• [GOAL OF THE EXERCISE]
Can you render the data as a Markdown table with columns No. and Line, from the start of the data up to and including the line with "190 50 L 194", skipping blank lines and leaving out the picture?

[Shape annotation entries]
++++++++++

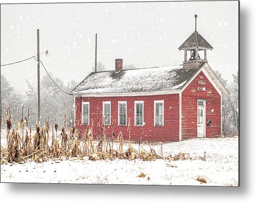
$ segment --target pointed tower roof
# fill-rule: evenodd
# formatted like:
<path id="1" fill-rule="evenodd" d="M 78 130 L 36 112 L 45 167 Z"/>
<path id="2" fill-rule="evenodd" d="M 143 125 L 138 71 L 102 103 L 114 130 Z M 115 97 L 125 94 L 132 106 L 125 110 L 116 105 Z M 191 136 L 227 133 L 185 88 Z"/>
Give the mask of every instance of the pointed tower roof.
<path id="1" fill-rule="evenodd" d="M 185 41 L 178 49 L 190 50 L 194 49 L 197 47 L 198 49 L 210 49 L 213 48 L 206 41 L 198 32 L 195 31 Z"/>
<path id="2" fill-rule="evenodd" d="M 194 33 L 185 41 L 178 49 L 190 50 L 195 49 L 200 50 L 212 49 L 213 48 L 203 37 L 196 31 L 196 18 L 197 15 L 195 15 L 195 30 Z"/>

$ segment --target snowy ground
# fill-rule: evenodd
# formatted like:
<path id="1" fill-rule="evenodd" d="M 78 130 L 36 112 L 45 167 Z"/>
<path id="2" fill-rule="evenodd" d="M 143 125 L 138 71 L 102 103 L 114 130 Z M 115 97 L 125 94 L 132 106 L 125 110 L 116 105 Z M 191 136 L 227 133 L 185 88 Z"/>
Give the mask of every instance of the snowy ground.
<path id="1" fill-rule="evenodd" d="M 1 139 L 1 145 L 4 143 Z M 3 145 L 2 145 L 3 146 Z M 138 146 L 132 144 L 135 149 Z M 154 149 L 160 154 L 160 145 Z M 145 146 L 146 149 L 149 147 Z M 206 152 L 206 161 L 198 158 Z M 163 144 L 164 156 L 189 153 L 185 161 L 90 161 L 2 165 L 1 182 L 238 186 L 238 138 L 195 139 Z M 143 178 L 138 176 L 144 173 Z M 196 180 L 204 178 L 206 183 Z"/>

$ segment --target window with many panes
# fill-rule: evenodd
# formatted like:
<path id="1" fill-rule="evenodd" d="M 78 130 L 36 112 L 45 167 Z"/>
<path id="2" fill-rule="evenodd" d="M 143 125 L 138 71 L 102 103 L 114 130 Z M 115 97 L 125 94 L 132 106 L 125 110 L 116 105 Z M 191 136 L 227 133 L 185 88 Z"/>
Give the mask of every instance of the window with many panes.
<path id="1" fill-rule="evenodd" d="M 164 125 L 164 100 L 155 101 L 155 126 Z"/>
<path id="2" fill-rule="evenodd" d="M 126 102 L 118 102 L 118 125 L 126 125 Z"/>
<path id="3" fill-rule="evenodd" d="M 110 125 L 111 102 L 103 102 L 103 122 L 104 124 Z"/>
<path id="4" fill-rule="evenodd" d="M 135 125 L 143 125 L 143 101 L 135 101 Z"/>
<path id="5" fill-rule="evenodd" d="M 82 103 L 82 124 L 89 125 L 89 103 Z"/>

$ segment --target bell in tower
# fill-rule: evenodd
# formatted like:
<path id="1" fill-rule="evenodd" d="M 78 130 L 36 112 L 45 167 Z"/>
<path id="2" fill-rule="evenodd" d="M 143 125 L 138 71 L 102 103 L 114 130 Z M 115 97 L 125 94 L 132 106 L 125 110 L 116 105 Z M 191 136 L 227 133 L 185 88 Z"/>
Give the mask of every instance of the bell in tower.
<path id="1" fill-rule="evenodd" d="M 207 62 L 207 50 L 213 48 L 196 31 L 196 18 L 195 15 L 195 31 L 179 48 L 184 51 L 183 67 L 186 69 L 197 68 L 203 63 Z M 187 51 L 190 51 L 190 57 L 187 60 Z M 204 51 L 204 59 L 201 59 L 199 52 Z"/>

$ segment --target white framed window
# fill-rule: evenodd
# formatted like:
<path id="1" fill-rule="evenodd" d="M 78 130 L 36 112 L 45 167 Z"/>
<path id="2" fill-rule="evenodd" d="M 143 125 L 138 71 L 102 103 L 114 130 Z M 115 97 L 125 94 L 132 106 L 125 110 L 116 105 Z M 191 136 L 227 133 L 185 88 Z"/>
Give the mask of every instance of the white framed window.
<path id="1" fill-rule="evenodd" d="M 154 101 L 154 123 L 155 126 L 164 126 L 164 100 Z"/>
<path id="2" fill-rule="evenodd" d="M 90 103 L 82 102 L 82 125 L 89 125 L 90 123 Z"/>
<path id="3" fill-rule="evenodd" d="M 144 122 L 144 101 L 134 101 L 134 126 L 142 126 Z"/>
<path id="4" fill-rule="evenodd" d="M 126 125 L 127 114 L 126 102 L 118 102 L 118 125 Z"/>
<path id="5" fill-rule="evenodd" d="M 111 125 L 111 102 L 103 102 L 103 124 L 105 125 Z"/>

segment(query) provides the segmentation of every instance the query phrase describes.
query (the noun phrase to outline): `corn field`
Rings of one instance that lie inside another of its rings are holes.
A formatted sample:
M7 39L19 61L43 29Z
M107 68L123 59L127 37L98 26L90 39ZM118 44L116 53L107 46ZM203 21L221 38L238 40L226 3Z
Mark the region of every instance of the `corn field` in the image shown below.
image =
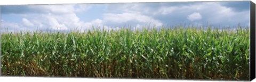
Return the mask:
M2 76L249 80L250 29L3 32Z

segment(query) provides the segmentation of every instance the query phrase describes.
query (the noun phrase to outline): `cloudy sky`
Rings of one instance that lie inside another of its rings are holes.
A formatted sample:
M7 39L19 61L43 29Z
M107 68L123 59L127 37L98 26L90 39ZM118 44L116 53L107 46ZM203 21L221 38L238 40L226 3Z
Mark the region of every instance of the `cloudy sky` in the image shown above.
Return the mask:
M1 29L250 25L250 1L2 5Z

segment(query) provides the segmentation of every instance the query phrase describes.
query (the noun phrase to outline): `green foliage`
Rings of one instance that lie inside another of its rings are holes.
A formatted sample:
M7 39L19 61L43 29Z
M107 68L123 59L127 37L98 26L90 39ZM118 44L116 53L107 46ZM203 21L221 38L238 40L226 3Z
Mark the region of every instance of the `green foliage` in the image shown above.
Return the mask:
M2 75L249 80L250 30L238 28L4 33Z

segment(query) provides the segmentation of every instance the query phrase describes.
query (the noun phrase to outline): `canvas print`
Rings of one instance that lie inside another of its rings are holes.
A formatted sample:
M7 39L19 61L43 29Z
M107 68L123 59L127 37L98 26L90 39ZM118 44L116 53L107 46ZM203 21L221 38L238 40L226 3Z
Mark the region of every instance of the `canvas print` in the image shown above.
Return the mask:
M1 5L1 75L248 80L250 4Z

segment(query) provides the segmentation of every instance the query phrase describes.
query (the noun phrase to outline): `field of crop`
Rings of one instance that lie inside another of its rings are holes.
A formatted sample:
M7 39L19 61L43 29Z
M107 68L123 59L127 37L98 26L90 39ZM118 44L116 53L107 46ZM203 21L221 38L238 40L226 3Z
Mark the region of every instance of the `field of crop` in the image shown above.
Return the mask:
M1 75L249 80L250 29L2 33Z

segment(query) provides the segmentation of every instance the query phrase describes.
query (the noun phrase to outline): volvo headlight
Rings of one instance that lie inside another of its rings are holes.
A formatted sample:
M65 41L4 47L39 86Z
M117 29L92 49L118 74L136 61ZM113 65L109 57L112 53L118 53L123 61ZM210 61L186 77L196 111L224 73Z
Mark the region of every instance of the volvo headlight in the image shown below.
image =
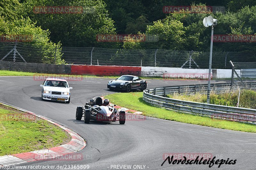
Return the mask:
M44 91L44 93L51 93L51 92L50 91Z

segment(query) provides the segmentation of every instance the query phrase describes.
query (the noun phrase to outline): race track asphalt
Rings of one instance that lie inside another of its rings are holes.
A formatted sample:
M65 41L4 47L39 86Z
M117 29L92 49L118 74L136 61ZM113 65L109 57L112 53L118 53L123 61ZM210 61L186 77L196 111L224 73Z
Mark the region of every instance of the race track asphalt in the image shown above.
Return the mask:
M92 121L85 124L83 121L76 120L77 106L83 106L94 97L115 92L107 88L109 80L90 78L69 81L73 89L71 90L70 103L68 104L41 100L39 85L43 82L34 81L33 77L0 77L0 101L49 118L71 129L87 141L85 148L76 152L83 158L80 160L39 161L20 165L88 165L89 169L101 170L117 169L114 165L131 165L132 169L134 165L145 165L145 169L256 169L254 134L148 117L138 117L123 125L118 122ZM205 81L147 81L149 88L207 83ZM127 114L126 116L130 115L132 115ZM163 156L166 153L204 153L216 156L216 159L237 161L235 165L222 165L219 168L215 165L209 168L207 165L169 165L167 162L161 166Z

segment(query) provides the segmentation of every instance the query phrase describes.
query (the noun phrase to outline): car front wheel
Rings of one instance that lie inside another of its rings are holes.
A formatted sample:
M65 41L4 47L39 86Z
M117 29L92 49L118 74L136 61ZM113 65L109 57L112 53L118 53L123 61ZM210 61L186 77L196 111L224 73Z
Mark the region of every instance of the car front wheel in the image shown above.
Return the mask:
M83 108L81 107L76 107L76 119L80 121L83 117Z
M126 86L126 92L128 93L130 92L131 92L131 85L127 85Z
M120 111L119 113L119 123L124 124L125 123L125 112L124 111Z
M70 103L70 97L69 97L69 98L68 99L68 101L66 102L66 103Z
M143 84L143 85L142 85L142 89L141 89L141 91L143 92L144 90L146 90L147 88L147 85L146 84Z
M89 123L90 122L90 117L91 117L91 111L90 110L85 110L85 113L84 113L84 123Z

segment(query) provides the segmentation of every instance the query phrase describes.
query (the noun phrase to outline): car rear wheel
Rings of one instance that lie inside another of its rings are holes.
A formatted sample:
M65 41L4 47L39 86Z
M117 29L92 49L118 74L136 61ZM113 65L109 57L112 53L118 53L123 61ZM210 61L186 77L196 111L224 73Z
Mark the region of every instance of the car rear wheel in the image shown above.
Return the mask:
M127 85L126 86L126 92L128 93L131 92L131 85Z
M125 112L124 111L120 111L119 113L119 123L124 124L125 122Z
M76 119L80 121L83 117L83 108L81 107L76 107Z
M85 110L85 113L84 113L85 123L89 123L90 122L90 112L89 110Z
M143 85L142 85L142 89L141 90L141 91L143 92L144 90L145 90L147 88L147 85L146 84L143 84Z

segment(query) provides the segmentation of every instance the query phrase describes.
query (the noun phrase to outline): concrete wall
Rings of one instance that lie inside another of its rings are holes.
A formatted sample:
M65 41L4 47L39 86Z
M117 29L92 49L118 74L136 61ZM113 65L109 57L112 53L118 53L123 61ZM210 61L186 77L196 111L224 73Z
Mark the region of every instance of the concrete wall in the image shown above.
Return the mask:
M71 65L0 61L0 70L67 74L71 73Z
M239 75L240 70L236 70ZM142 67L141 75L161 77L165 78L184 78L207 79L208 69L189 69L169 67ZM231 69L212 69L211 77L214 78L231 78ZM235 77L236 76L234 76Z
M72 74L92 74L99 76L121 76L130 74L140 75L140 67L129 66L72 65Z
M161 77L164 78L183 78L207 79L207 69L189 69L169 67L104 66L84 65L56 65L40 63L0 61L0 70L19 71L38 73L121 75L132 74L147 77ZM240 76L240 70L236 70ZM212 69L214 78L230 78L231 69ZM236 77L235 75L234 77Z

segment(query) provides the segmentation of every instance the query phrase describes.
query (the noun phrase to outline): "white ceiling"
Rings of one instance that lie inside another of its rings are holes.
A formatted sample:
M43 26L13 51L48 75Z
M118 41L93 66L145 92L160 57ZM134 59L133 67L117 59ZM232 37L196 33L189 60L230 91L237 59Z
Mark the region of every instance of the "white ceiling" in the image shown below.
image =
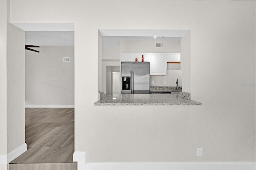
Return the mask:
M73 23L14 23L25 30L26 44L42 46L74 46ZM188 30L100 29L102 46L118 46L120 40L164 41L179 39ZM156 36L154 38L154 36Z
M74 46L74 31L25 31L25 44L39 46Z
M119 46L119 41L168 41L170 40L179 40L179 37L129 37L129 36L102 36L102 46Z

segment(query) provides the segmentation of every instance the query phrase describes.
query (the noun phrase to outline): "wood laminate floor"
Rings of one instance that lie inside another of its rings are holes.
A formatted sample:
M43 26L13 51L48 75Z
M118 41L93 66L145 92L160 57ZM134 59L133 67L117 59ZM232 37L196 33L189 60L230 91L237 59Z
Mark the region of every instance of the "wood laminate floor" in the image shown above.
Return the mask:
M73 162L74 108L26 108L27 150L10 164Z

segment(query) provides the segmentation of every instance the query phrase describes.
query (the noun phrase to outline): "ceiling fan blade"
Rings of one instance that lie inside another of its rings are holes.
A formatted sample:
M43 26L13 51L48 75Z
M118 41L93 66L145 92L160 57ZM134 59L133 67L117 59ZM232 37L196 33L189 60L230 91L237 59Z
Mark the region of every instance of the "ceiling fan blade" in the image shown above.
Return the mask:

++++++++++

• [OUTPUT BELOW]
| No. | Line |
|---|---|
| 1 | $ segment --target pointed tower roof |
| 2 | # fill-rule: evenodd |
| 3 | # formatted like: |
| 4 | <path id="1" fill-rule="evenodd" d="M 78 130 L 36 112 L 45 167 Z"/> |
| 5 | <path id="2" fill-rule="evenodd" d="M 143 125 L 138 71 L 102 103 L 114 130 Z M 115 97 L 125 94 L 132 106 L 125 110 L 116 105 Z M 191 136 L 227 133 L 185 88 Z"/> |
| 6 | Give the mask of every instance of the pointed tower roof. |
| 7 | <path id="1" fill-rule="evenodd" d="M 185 41 L 178 49 L 190 50 L 194 49 L 197 47 L 198 49 L 210 49 L 213 48 L 206 41 L 198 32 L 195 31 Z"/> |